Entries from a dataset
☆ ☆ ☆ ☆
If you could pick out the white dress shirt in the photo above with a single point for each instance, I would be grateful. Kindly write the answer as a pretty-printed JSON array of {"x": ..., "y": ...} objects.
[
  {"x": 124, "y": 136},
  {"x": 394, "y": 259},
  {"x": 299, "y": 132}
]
☆ ☆ ☆ ☆
> **WORK REQUIRED**: Rewrite every line of the listing above, substituting "black dress shirt" for "white dress shirt" and leaving all else unchanged.

> **ANSWER TO THE TASK**:
If you could pick out the black dress shirt in the photo above with a single point for each instance, I would be grateful. Kindly write the answer as a pretty-printed JSON array of {"x": ..., "y": ...} objects.
[
  {"x": 124, "y": 136},
  {"x": 394, "y": 259},
  {"x": 299, "y": 132}
]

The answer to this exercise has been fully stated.